→ **EXERCISE OBJECTIVE**
The records below hold a stretch from the line with "Target: bush" through the line with "Please mark the tree line, one"; return exactly those lines, ends included, and nothing more.

→ **EXERCISE MATERIALS**
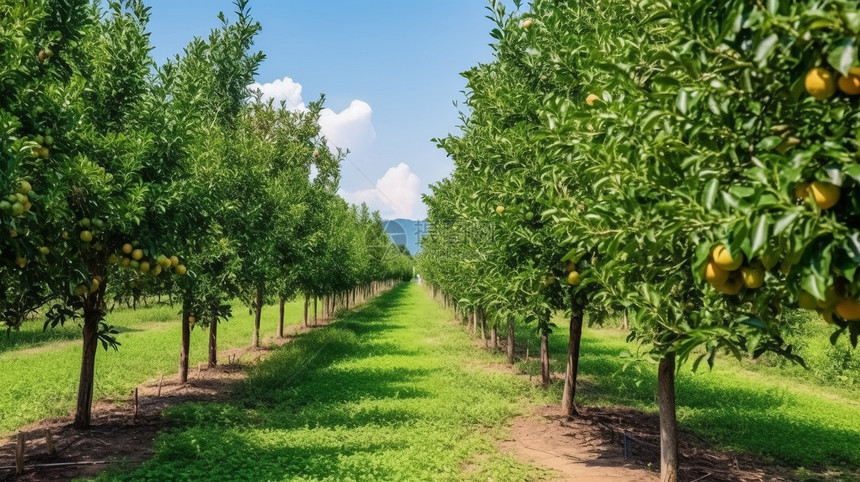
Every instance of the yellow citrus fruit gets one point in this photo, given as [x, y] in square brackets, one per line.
[801, 191]
[820, 83]
[806, 301]
[723, 257]
[752, 277]
[714, 274]
[826, 195]
[849, 309]
[850, 84]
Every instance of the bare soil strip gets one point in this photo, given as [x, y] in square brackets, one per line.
[117, 437]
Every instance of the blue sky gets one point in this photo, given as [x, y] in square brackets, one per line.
[389, 70]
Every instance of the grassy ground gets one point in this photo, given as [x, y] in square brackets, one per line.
[738, 406]
[393, 392]
[40, 368]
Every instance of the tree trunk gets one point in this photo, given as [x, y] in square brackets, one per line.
[544, 358]
[185, 347]
[668, 421]
[494, 335]
[258, 311]
[213, 344]
[93, 314]
[307, 301]
[483, 321]
[83, 414]
[281, 320]
[573, 345]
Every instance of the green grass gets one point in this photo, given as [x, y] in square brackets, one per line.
[392, 392]
[782, 415]
[41, 368]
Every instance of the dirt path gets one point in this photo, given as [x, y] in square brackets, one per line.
[591, 448]
[117, 436]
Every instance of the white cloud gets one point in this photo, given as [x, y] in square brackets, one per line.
[397, 194]
[350, 129]
[282, 89]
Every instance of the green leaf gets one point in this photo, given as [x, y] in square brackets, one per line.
[710, 194]
[759, 233]
[784, 222]
[843, 56]
[814, 284]
[765, 49]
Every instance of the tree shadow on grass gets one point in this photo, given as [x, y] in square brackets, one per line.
[324, 406]
[742, 416]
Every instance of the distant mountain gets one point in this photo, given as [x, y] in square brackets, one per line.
[407, 232]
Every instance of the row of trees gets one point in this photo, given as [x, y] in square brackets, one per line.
[697, 171]
[127, 179]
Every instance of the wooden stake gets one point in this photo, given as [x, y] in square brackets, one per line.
[49, 441]
[136, 405]
[19, 454]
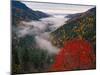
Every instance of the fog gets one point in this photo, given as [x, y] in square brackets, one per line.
[41, 31]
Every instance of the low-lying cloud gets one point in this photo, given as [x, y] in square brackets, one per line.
[41, 31]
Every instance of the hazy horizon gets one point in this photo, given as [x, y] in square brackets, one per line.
[53, 8]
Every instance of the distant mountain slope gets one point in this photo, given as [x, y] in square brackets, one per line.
[82, 27]
[21, 12]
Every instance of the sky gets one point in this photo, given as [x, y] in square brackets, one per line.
[54, 8]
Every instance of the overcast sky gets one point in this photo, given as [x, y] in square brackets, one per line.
[58, 8]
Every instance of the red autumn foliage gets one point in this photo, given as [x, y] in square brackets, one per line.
[76, 54]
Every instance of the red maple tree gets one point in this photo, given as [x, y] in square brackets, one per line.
[76, 54]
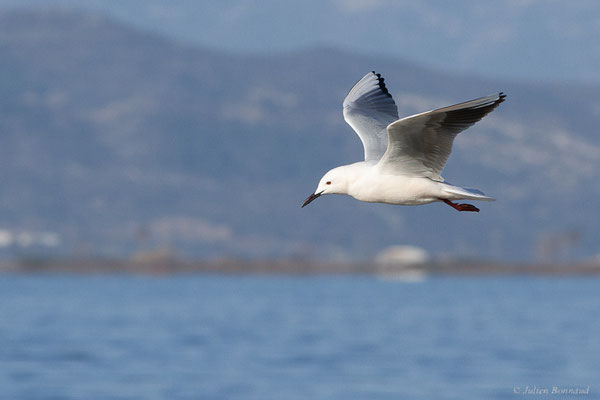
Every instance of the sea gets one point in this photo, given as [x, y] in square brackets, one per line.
[283, 337]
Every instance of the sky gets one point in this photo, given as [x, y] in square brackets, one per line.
[525, 40]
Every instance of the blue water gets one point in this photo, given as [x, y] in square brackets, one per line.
[214, 337]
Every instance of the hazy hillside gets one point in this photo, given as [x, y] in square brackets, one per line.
[115, 139]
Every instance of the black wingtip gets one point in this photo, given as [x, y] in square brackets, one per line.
[381, 82]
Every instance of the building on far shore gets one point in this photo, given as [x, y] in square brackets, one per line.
[402, 262]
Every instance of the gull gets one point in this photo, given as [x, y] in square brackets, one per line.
[404, 157]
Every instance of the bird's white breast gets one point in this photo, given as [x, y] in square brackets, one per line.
[372, 186]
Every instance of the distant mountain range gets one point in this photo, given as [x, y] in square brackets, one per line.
[116, 140]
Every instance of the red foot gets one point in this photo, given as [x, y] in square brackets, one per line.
[461, 207]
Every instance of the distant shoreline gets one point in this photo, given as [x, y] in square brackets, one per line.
[171, 266]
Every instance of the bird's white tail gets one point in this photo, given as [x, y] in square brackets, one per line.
[466, 193]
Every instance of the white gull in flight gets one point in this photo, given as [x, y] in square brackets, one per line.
[404, 157]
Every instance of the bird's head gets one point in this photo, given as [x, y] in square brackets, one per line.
[334, 181]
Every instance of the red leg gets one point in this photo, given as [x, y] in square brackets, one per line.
[462, 206]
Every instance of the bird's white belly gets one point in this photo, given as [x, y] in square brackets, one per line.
[396, 189]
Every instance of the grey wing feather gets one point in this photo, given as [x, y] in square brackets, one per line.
[420, 145]
[369, 108]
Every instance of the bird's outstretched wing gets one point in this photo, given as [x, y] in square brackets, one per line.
[369, 108]
[420, 145]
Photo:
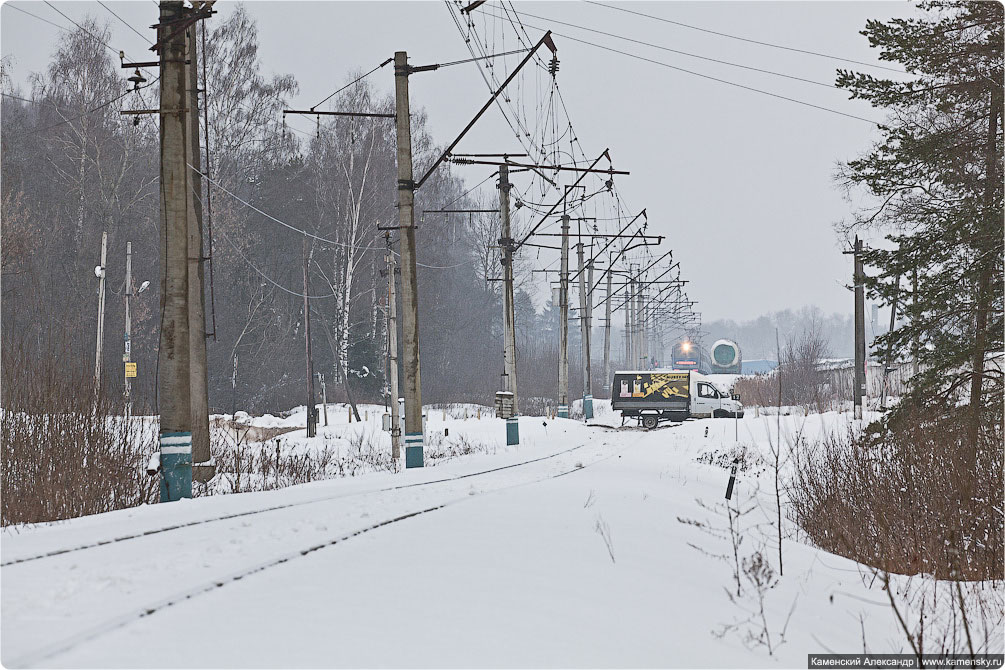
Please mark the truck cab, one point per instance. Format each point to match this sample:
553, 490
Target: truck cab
710, 401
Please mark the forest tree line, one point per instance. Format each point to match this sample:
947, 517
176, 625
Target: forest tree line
74, 167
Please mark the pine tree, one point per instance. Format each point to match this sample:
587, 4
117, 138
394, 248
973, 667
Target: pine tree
936, 180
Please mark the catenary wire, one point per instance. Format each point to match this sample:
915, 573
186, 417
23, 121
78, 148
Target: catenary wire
708, 76
743, 39
684, 53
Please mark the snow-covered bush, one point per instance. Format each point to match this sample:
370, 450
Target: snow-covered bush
67, 451
909, 495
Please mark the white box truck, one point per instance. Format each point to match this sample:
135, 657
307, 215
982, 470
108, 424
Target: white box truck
653, 397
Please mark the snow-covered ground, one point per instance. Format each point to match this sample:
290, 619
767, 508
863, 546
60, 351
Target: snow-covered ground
584, 546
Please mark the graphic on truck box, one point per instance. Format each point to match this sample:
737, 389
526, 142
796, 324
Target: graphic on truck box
656, 386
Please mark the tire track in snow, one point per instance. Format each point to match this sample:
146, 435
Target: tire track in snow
116, 623
251, 512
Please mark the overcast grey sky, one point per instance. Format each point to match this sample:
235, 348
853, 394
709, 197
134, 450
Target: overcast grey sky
741, 183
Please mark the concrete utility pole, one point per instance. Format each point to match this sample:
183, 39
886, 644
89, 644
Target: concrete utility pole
312, 424
643, 346
627, 337
858, 279
174, 375
607, 335
889, 353
324, 396
198, 372
128, 340
584, 329
509, 309
917, 343
409, 284
632, 323
99, 271
564, 322
392, 352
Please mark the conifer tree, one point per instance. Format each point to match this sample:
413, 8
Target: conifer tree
936, 184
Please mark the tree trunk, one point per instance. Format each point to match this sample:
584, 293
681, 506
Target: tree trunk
984, 279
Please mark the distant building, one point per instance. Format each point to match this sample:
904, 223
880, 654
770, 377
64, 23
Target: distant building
759, 366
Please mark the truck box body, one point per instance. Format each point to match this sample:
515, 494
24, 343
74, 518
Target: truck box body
650, 390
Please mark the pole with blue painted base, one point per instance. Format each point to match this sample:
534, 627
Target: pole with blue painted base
509, 312
564, 322
175, 184
409, 284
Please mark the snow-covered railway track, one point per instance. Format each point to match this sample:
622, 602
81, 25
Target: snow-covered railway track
251, 512
134, 614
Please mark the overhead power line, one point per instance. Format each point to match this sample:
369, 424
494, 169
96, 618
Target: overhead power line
354, 81
96, 38
700, 74
743, 39
265, 276
305, 232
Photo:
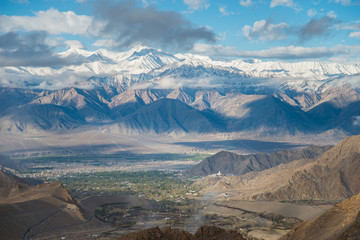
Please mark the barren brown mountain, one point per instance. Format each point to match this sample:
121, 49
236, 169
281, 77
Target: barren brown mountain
26, 210
341, 222
167, 233
333, 176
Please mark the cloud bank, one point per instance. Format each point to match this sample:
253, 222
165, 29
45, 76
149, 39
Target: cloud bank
130, 25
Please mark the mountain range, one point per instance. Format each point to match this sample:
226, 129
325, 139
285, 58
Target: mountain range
27, 210
332, 176
228, 163
149, 91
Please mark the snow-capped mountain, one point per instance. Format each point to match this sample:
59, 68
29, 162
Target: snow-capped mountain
144, 67
149, 91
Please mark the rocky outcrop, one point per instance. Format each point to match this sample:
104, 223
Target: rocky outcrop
333, 176
229, 163
339, 222
167, 233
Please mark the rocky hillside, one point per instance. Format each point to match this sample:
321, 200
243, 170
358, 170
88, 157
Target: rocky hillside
233, 164
167, 233
46, 207
335, 175
341, 222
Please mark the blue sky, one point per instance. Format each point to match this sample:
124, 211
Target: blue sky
285, 30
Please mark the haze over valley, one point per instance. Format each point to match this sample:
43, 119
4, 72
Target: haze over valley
180, 119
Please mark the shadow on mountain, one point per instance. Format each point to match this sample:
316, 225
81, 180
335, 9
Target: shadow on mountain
241, 145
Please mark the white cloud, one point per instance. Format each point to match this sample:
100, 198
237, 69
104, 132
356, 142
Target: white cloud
288, 52
311, 12
284, 3
105, 43
51, 20
344, 2
356, 121
355, 35
331, 14
223, 10
74, 44
264, 30
245, 3
197, 4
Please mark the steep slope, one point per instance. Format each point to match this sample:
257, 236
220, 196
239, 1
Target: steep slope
169, 115
35, 117
167, 233
334, 176
91, 107
233, 164
46, 207
341, 222
11, 97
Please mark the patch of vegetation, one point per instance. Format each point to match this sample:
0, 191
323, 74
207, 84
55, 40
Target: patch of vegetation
105, 158
154, 185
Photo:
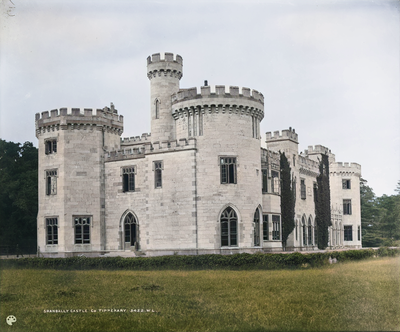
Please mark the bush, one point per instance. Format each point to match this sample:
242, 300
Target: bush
262, 261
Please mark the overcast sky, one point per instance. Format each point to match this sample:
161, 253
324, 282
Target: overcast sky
329, 69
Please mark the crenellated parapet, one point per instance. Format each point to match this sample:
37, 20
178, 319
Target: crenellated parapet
345, 169
284, 135
237, 101
221, 91
106, 119
317, 149
134, 140
308, 166
148, 148
166, 66
270, 159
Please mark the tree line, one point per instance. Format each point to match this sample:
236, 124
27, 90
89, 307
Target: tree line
18, 195
380, 216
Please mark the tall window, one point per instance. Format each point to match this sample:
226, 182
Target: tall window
50, 146
348, 233
276, 227
275, 182
255, 126
264, 174
52, 230
228, 169
131, 231
347, 206
315, 234
128, 178
265, 228
51, 182
158, 167
157, 109
303, 189
82, 230
346, 184
257, 228
200, 123
189, 124
228, 228
309, 231
315, 188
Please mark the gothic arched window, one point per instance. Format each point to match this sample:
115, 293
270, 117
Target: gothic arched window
131, 230
228, 228
257, 228
309, 232
157, 103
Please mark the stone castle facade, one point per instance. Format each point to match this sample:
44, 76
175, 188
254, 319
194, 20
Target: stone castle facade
199, 183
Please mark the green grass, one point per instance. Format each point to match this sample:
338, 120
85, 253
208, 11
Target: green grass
351, 296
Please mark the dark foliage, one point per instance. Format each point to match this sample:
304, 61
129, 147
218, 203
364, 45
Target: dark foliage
323, 203
287, 200
380, 217
18, 194
201, 262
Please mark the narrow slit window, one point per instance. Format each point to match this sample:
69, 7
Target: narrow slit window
228, 170
82, 230
52, 231
128, 178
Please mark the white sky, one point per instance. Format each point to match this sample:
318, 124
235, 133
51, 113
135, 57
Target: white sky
329, 69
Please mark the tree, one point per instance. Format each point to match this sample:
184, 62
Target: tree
19, 193
323, 203
287, 200
380, 217
369, 216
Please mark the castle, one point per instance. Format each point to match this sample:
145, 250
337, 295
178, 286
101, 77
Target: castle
199, 183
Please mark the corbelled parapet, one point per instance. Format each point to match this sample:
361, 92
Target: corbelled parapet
308, 166
346, 169
136, 139
286, 134
236, 100
317, 149
220, 91
168, 65
77, 118
148, 148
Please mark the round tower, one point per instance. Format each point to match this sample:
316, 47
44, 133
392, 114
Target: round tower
71, 216
225, 124
164, 75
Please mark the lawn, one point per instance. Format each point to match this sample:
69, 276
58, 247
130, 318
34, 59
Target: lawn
353, 296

→ **EXERCISE OUTPUT**
Target: bush
262, 261
Please mark the overcast sky, one point per instance. Format each point to match this sample:
161, 253
324, 282
Target: overcast sky
329, 69
Please mark the crenellated parapet, one point per instance. Format each point to match this sample:
37, 20
178, 319
Target: crenellated parapet
345, 169
284, 135
237, 101
221, 91
106, 119
317, 149
134, 140
308, 166
148, 148
166, 66
270, 159
Please mark the tree line, one point per instance. Format each point to match this sample:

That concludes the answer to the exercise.